In [None]:
from langchain.document_loaders import UnstructuredFileLoader
from langchain.chains.summarize import load_summarize_chain
from langchain.chains.question_answering import load_qa_chain

### Load Documents

In [None]:
sm_loader = UnstructuredFileLoader("../data/muir_lake_tahoe_in_winter.txt")
sm_doc = sm_loader.load()

lg_loader = UnstructuredFileLoader("../data/PaulGrahamEssays/worked.txt")
lg_doc = lg_loader.load()

In [None]:
def doc_summary(docs):
    print (f'You have {len(docs)} document(s)')
    
    num_words = sum([len(doc.page_content.split(' ')) for doc in docs])
    
    print (f'You have roughly {num_words} words in your docs')
    print ()
    print (f'Preview: \n{docs[0].page_content.split(". ")[0]}')

In [None]:
doc_summary(sm_doc)

In [None]:
doc_summary(lg_doc)

### Load Your LLM

In [None]:
from langchain import OpenAI

In [None]:
OPENAI_API_KEY = '...'

In [None]:
llm = OpenAI(openai_api_key=OPENAI_API_KEY)

### Summarize: Stuff

In [None]:
chain = load_summarize_chain(llm, chain_type="stuff", verbose=True)

In [None]:
chain.run(sm_doc)

In [None]:
chain.run(lg_doc)

### Summarize: Map Reduce

In [None]:
chain = load_summarize_chain(llm, chain_type="map_reduce", verbose=True)

In [None]:
chain.run(sm_doc)

In [None]:
from langchain.text_splitter import RecursiveCharacterTextSplitter

In [None]:
text_splitter = RecursiveCharacterTextSplitter(
    # Set a really small chunk size, just to show.
    chunk_size = 400,
    chunk_overlap = 0
)

In [None]:
lg_docs = text_splitter.split_documents(lg_doc)

In [None]:
doc_summary(lg_docs)

In [None]:
chain.run(lg_docs[:5])

### Summarize: Refine

In [None]:
chain = load_summarize_chain(llm, chain_type="refine", verbose=True)

In [None]:
chain.run(lg_docs[:5])

### Q&A: Map Re-Rank

In [None]:
chain = load_qa_chain(llm, chain_type="map_rerank", verbose=True, return_intermediate_steps=True)

In [None]:
query = "Who was the authors friend who he got permission from to use the IBM 1401?"

result = chain({"input_documents": lg_docs[:5], "question": query}, return_only_outputs=True)

In [None]:
result['output_text']

In [None]:
result['intermediate_steps']

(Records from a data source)
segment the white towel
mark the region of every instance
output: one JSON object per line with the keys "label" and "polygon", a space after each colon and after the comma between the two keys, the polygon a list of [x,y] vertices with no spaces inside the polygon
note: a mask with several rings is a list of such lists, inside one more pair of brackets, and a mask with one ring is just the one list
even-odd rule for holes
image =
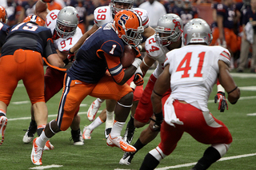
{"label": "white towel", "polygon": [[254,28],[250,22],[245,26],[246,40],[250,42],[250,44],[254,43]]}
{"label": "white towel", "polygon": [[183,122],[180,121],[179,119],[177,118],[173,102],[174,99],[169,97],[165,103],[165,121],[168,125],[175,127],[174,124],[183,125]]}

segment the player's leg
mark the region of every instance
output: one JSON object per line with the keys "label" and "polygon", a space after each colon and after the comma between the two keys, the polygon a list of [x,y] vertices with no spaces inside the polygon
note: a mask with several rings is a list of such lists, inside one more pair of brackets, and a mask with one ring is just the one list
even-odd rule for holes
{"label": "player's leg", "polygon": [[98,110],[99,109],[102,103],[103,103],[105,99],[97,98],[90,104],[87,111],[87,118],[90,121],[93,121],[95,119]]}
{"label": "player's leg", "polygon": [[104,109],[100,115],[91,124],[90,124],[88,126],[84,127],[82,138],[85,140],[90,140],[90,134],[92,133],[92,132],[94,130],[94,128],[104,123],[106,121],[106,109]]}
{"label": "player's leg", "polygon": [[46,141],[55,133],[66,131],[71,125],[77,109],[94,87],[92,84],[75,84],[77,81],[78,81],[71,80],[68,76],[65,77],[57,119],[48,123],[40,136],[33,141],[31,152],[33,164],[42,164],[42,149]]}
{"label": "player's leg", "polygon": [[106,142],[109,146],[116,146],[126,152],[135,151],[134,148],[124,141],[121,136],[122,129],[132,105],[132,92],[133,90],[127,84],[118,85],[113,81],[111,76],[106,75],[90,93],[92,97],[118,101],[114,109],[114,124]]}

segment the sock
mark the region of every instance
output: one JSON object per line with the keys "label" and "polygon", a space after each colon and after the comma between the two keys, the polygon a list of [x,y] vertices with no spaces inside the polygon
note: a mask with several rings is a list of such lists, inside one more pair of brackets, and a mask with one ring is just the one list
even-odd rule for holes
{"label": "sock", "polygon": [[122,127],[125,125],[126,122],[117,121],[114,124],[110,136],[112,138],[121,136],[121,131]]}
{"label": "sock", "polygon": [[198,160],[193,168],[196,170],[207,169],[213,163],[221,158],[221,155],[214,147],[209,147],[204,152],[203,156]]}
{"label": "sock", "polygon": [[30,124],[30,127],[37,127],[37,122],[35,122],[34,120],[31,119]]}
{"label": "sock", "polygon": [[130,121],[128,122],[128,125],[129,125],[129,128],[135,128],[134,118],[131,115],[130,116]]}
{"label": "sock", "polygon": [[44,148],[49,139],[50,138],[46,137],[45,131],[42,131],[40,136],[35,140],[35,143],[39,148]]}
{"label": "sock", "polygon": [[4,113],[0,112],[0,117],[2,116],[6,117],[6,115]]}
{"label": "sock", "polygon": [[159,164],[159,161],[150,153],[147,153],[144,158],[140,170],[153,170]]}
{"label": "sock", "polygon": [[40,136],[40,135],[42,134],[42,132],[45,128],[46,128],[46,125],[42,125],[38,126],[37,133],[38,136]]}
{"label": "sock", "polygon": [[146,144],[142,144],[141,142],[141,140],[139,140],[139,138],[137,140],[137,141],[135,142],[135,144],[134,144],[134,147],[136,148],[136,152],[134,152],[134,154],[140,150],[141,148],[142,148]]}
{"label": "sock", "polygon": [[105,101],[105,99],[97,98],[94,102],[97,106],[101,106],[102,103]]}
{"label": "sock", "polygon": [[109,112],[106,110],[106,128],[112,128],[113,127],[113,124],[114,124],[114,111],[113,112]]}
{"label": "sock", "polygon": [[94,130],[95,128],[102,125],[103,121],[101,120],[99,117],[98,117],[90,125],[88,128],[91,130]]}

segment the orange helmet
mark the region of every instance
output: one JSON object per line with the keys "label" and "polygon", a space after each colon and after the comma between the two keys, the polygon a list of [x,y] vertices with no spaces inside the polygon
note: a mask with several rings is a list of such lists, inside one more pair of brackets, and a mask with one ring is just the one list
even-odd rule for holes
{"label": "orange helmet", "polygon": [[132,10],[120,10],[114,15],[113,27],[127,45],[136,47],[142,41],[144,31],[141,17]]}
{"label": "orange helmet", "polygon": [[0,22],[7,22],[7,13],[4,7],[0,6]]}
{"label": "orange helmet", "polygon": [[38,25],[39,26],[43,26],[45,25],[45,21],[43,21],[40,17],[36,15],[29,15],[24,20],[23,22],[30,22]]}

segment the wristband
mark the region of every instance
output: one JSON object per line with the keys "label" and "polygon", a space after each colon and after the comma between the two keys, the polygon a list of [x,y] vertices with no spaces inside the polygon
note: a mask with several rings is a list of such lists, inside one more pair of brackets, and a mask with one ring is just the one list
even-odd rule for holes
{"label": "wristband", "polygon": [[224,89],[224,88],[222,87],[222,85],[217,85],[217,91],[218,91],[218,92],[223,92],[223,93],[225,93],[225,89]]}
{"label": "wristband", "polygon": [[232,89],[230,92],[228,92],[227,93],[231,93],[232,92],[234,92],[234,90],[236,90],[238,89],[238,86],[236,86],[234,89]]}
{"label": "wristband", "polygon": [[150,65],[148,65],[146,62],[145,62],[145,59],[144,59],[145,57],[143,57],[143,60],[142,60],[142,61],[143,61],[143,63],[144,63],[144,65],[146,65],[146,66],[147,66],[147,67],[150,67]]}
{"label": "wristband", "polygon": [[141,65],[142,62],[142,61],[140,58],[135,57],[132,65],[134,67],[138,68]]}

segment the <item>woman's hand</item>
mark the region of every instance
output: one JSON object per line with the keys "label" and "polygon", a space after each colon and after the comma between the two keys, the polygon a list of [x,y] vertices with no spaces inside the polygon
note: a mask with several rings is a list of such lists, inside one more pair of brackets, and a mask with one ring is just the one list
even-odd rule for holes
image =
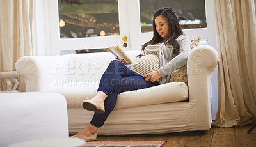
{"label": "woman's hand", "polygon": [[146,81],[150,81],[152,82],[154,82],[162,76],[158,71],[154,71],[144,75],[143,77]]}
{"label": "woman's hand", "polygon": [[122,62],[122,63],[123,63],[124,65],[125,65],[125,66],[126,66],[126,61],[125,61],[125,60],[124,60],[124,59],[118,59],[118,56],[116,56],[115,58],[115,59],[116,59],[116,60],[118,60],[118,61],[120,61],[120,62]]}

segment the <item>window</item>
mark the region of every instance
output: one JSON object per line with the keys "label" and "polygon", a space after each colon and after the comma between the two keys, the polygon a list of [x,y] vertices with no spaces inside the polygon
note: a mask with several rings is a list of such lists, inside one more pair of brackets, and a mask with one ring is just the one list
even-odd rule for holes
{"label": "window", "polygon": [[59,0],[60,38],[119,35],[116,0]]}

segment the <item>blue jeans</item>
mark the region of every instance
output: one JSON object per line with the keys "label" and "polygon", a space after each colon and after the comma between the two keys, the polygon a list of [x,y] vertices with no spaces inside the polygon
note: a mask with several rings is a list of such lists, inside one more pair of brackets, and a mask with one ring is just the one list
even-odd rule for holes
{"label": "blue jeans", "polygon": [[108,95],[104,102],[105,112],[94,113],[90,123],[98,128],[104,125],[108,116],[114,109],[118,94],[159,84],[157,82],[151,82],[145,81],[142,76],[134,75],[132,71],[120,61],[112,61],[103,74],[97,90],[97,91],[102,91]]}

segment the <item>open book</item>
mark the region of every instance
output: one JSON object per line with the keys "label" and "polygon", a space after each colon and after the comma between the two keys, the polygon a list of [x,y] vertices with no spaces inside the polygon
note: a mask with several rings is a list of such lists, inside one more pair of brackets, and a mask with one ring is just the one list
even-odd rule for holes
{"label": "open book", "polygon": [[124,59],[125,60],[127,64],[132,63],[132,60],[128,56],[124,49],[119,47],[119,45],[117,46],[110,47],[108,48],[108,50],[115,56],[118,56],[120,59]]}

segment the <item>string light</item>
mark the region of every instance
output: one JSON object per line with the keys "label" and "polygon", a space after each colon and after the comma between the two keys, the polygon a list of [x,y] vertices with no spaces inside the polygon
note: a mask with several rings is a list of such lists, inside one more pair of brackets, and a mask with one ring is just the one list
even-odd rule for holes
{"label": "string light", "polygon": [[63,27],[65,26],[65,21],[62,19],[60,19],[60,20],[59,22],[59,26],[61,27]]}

--

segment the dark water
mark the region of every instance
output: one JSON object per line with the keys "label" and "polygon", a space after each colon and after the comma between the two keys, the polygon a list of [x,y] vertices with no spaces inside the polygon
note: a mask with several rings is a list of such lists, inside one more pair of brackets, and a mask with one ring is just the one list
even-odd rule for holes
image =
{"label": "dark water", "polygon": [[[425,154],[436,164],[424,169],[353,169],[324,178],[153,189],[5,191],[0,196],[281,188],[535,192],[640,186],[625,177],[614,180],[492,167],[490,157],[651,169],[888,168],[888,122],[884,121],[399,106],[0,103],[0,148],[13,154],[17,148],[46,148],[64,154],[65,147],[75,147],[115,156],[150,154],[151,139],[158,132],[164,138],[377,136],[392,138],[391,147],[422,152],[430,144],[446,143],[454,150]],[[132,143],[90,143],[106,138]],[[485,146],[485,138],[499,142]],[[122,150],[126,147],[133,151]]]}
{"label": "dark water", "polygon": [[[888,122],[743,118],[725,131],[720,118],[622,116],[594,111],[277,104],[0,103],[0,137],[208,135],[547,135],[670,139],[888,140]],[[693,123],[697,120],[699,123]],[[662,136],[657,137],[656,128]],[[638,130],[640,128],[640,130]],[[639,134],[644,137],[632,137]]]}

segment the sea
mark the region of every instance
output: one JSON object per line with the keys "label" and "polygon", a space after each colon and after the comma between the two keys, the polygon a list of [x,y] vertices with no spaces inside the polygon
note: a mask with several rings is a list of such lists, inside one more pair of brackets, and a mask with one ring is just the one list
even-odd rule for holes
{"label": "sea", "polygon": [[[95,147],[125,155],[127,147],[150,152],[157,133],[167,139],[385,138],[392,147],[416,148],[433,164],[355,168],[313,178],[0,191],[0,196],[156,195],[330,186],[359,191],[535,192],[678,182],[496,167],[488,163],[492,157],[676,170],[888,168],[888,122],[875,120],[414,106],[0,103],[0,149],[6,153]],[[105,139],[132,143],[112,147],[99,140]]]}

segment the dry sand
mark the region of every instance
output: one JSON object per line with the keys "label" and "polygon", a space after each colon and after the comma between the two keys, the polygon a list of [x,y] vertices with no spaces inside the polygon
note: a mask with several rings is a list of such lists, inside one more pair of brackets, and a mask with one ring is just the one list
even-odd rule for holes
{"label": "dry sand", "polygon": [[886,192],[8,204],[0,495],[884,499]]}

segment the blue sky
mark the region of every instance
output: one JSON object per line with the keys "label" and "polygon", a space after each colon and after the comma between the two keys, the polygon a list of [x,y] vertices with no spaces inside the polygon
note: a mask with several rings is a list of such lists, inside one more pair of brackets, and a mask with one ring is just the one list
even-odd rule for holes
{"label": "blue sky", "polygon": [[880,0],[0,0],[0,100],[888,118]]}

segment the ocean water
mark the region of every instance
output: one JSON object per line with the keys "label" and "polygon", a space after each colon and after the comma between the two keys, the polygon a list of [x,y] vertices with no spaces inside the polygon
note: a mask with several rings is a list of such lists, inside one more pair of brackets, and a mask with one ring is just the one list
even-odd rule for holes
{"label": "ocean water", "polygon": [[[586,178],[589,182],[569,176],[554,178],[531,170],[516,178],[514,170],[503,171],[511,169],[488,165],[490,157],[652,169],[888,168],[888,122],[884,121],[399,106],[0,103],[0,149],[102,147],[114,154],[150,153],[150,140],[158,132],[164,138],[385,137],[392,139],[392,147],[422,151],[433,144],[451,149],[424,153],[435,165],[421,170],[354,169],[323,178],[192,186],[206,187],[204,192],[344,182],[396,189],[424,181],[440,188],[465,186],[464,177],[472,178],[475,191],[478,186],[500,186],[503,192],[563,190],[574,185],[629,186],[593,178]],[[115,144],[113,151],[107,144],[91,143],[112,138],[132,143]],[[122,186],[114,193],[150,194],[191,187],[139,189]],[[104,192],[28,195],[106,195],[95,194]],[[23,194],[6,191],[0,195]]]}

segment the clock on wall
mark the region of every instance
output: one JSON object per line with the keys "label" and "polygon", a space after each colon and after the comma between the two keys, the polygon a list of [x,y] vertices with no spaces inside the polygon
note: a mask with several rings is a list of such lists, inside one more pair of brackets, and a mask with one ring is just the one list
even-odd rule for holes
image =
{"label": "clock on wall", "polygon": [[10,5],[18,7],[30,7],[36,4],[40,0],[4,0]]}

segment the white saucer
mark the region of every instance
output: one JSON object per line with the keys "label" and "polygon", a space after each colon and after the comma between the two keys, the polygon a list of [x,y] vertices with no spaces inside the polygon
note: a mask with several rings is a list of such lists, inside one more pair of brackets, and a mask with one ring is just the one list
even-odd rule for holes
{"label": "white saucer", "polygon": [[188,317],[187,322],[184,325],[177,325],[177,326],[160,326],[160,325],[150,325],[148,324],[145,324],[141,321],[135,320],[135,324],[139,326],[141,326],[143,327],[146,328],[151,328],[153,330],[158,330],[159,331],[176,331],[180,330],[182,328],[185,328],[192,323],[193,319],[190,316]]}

> _Task prompt_
In the LangChain notebook, what chunk size is set for the RecursiveCharacterTextSplitter? Please answer with the number.

> _Exercise output_
400